EXCERPT:
I would like to try...do not know how far I will get; will have to go look up stitches to try them.


----------



## black kitty (Sep 23, 2011)

I would like to give it a try. I am new to doing a workshop so I will have to figure out how to do it.


----------



## Pauline (Jan 23, 2011)

Don't forget me!


----------



## Beebee (Mar 30, 2011)

Would love to do this workshop - count me in


----------



## sage river (Dec 10, 2012)

thats pretty hope i can do it
julia


----------



## leisam (Apr 22, 2013)

count me in too


----------



## Dwei (Apr 22, 2013)

Yes!


----------



## triana (May 2, 2012)

That looks lovely. Please count me in


----------



## marileej (Dec 4, 2011)

I would like to try this, but I am a new crochet person that just completed the basic workshop last month.


----------



## ali'sfolly (Oct 27, 2012)

I'm quite intrigued, I'd love to join in the fun. This will be my first workshop too. Thanks for making this possible.


----------



## GracieKnits (Dec 3, 2012)

So beautiful. Count me in. Thank you


----------



## Casper12a (Feb 19, 2013)

INPUT FOR THIS TASK:
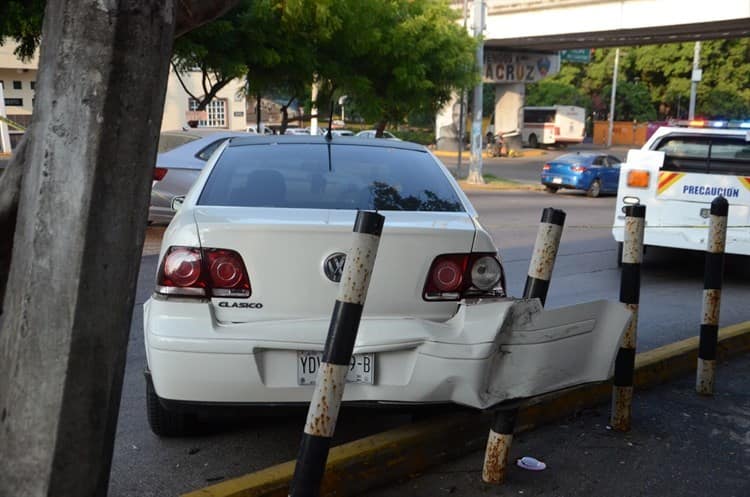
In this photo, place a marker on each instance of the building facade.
(226, 111)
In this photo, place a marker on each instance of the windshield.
(299, 176)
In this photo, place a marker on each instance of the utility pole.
(475, 168)
(695, 78)
(612, 99)
(314, 109)
(4, 135)
(462, 111)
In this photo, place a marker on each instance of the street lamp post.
(475, 167)
(695, 78)
(612, 100)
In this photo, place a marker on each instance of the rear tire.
(163, 422)
(595, 189)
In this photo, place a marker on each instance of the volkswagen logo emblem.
(333, 266)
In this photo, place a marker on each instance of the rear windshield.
(706, 154)
(168, 141)
(301, 176)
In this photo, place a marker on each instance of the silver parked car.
(182, 155)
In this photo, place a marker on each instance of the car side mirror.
(177, 202)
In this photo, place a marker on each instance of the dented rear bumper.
(491, 351)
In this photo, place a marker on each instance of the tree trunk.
(284, 119)
(87, 169)
(10, 191)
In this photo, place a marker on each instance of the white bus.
(677, 174)
(555, 125)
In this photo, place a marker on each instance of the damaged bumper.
(491, 351)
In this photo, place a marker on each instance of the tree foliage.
(21, 21)
(216, 50)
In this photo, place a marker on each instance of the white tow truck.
(676, 175)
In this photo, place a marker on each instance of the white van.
(677, 174)
(555, 125)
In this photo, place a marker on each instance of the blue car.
(594, 173)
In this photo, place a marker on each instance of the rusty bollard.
(630, 290)
(712, 282)
(342, 334)
(537, 284)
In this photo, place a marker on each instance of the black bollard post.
(712, 282)
(342, 334)
(537, 284)
(630, 289)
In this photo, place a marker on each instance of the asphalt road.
(144, 465)
(525, 169)
(680, 445)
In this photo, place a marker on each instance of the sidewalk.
(680, 445)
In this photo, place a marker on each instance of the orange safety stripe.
(667, 179)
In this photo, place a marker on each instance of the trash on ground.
(530, 463)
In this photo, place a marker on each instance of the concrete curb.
(396, 454)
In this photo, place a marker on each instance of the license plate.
(361, 367)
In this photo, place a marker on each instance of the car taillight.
(159, 173)
(190, 271)
(455, 276)
(638, 178)
(227, 273)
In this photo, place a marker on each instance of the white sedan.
(248, 276)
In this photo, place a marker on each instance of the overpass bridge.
(529, 30)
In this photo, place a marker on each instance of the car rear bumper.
(491, 351)
(561, 181)
(196, 359)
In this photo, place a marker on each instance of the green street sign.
(579, 55)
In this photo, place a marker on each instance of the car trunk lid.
(285, 250)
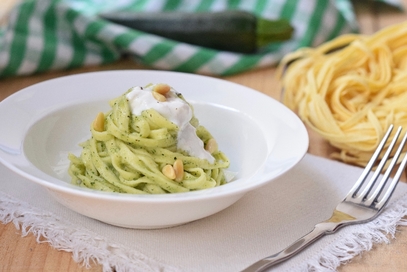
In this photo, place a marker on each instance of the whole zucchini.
(232, 30)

COMPLETE THE FOLLOWING:
1. In the workshop thread, what does marileej say they completed last month?
2. Reproduce the rows from the line containing "the white sedan." through the end of the rows, omitting the picture lines.

CORRECT ANSWERS:
1. The basic workshop.

2.
In this photo, place a marker on each instance of the white sedan.
(248, 276)
In this photo, place a marker on each instance of the overpass bridge.
(529, 30)
In this photo, place a marker on each instance of the car rear bumper.
(491, 351)
(561, 181)
(196, 359)
In this photo, place a marker on each instance of the green street sign.
(579, 55)
In this photo, place a marker on each instance of the car trunk lid.
(285, 250)
In this photo, place a marker on each instance of the whole zucchini.
(232, 30)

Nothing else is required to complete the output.